→ **Teks yang Diberikan**
========
“Perjuangan memperoleh keadilan tetap kita lanjutkan, kita patuh hukum memenuhi prosedur hukum, tapi tidak berarti tunduk pada ketidakadilan kedzaliman”. Demikian pernyataan yang disampaikan Dosen Fakultas MIPA Universitas Syiah Kuala (Unsyiah) Saiful Mahdi saat menyambangi Kejaksaan Negeri Banda Aceh untuk menjalani eksekusi putusan pengadilan selama tiga bulan mendekam di balik jeruji besi dalam kasus pencemaran nama baik, Kamis (2/9/2021).
Saiful mendatangi Kejari (Kejari) Banda Aceh diantar sang istri dan penasihat hukumnya. Putusan Pengadilan Negeri (PN) Banda Aceh menghukum Saiful dengan hukuman 3 bulan penjara dan denda sebesar Rp10 juta subsider 1 bulan kurungan. Dalam putusan ini, majelis hakim sepakat dengan tuntutan penuntut umum. Saiful dinilai melanggar Pasal 27 ayat (3) jo Pasal 45 ayat (3) UU No.19 Tahun 2016 tentang Perubahan atas UU No.11 Tahun 2008 tentang Informasi dan Transaksi Elektronik (UU ITE).
========
→ **Data yang Diberikan**
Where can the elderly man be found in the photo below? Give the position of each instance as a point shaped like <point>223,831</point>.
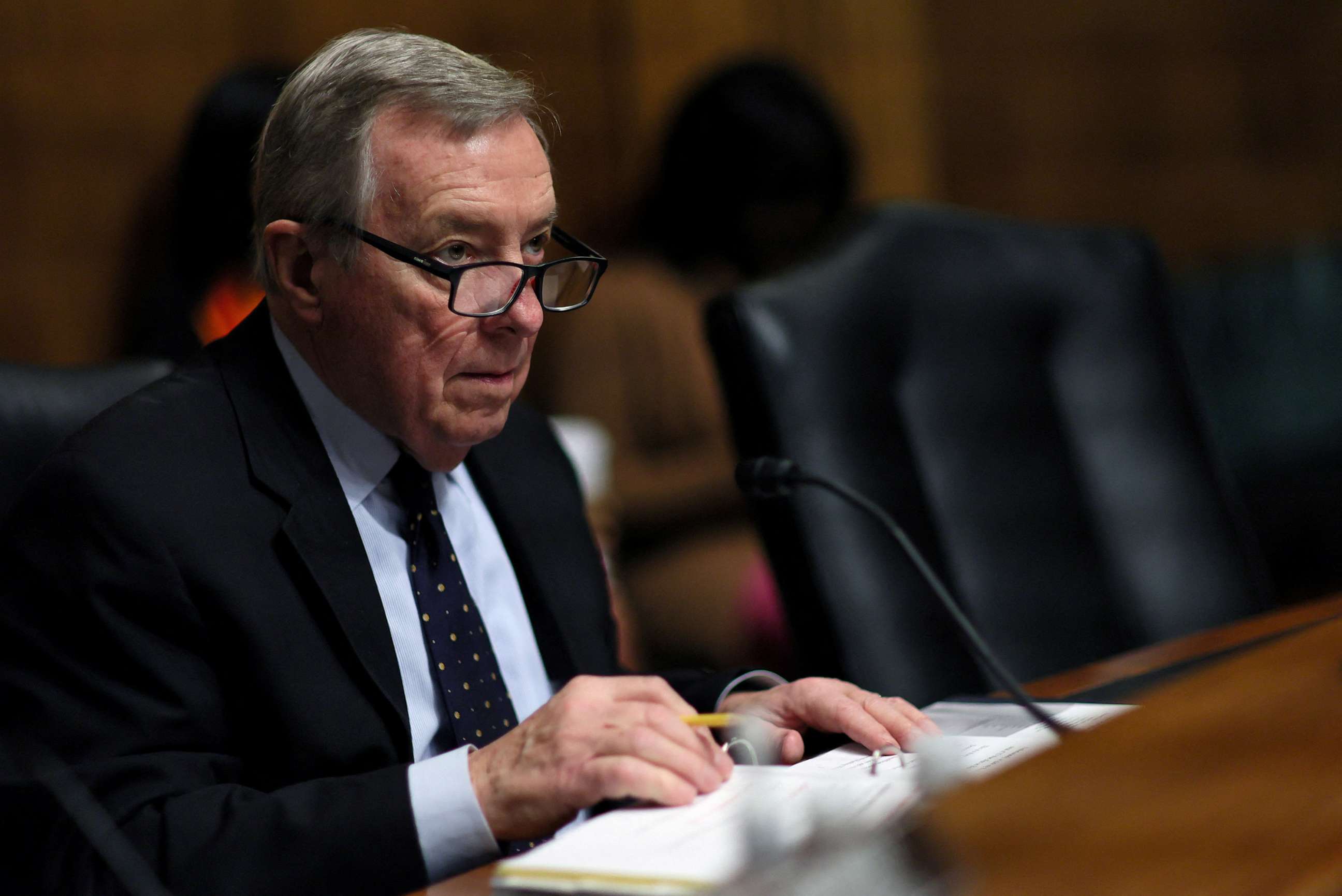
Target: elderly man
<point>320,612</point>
========
→ **Tindakan yang Diperlukan**
1. Jawablah pertanyaan berikut berdasarkan teks yang diberikan.
(a) Saiful Mahdi merupakan dosen fakultas apa dan di universitas mana?
(b) Siapa saja yang mengantar Saiful ke Kejaksaan Negeri Banda Aceh?
(c) Berapa besar denda yang dijatuhkan Pengadilan Negeri Banda Aceh kepada Saiful?
2. Ubahlah paragraf dalam teks yang diberikan yang diawali dengan "Saiful mendatangi Kejari" menjadi daftar butir yang memuat fakta-fakta pokoknya.
3. Salinlah secara persis bagian teks yang diberikan dari "Saiful mendatangi Kejari" sampai dengan "Elektronik (UU ITE).".

→ **Daftar Penyelesaian**
1.
(a) Fakultas MIPA Universitas Syiah Kuala (Unsyiah).
(b) Istrinya dan penasihat hukumnya.
(c) Rp10 juta subsider 1 bulan kurungan.

2.
- Saiful mendatangi Kejaksaan Negeri Banda Aceh diantar istri dan penasihat hukumnya.
- Pengadilan Negeri Banda Aceh menghukumnya 3 bulan penjara dan denda Rp10 juta subsider 1 bulan kurungan.
- Majelis hakim sepakat dengan tuntutan penuntut umum.
- Saiful dinilai melanggar Pasal 27 ayat (3) jo Pasal 45 ayat (3) UU No.19 Tahun 2016 tentang Perubahan atas UU No.11 Tahun 2008 tentang Informasi dan Transaksi Elektronik (UU ITE).

3.
Saiful mendatangi Kejari (Kejari) Banda Aceh diantar sang istri dan penasihat hukumnya. Putusan Pengadilan Negeri (PN) Banda Aceh menghukum Saiful dengan hukuman 3 bulan penjara dan denda sebesar Rp10 juta subsider 1 bulan kurungan. Dalam putusan ini, majelis hakim sepakat dengan tuntutan penuntut umum. Saiful dinilai melanggar Pasal 27 ayat (3) jo Pasal 45 ayat (3) UU No.19 Tahun 2016 tentang Perubahan atas UU No.11 Tahun 2008 tentang Informasi dan Transaksi Elektronik (UU ITE).